* _SUPPLIED ENTRIES_
========================================================================
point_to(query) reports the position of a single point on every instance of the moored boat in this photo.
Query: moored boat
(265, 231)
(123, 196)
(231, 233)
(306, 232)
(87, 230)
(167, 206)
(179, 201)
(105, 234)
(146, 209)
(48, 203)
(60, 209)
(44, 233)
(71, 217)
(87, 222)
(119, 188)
========================================================================
* _AIM_
Copy out all the records again, requests included, with 48 added to both numbers of every point coordinate in the answers.

* _RESPONSE TO THE EXERCISE_
point_to(query) reports the position of a single point on every instance of the moored boat in this photo.
Query: moored boat
(313, 279)
(171, 244)
(279, 281)
(354, 280)
(135, 278)
(215, 254)
(227, 249)
(153, 282)
(194, 257)
(96, 251)
(108, 257)
(92, 281)
(119, 265)
(135, 270)
(167, 236)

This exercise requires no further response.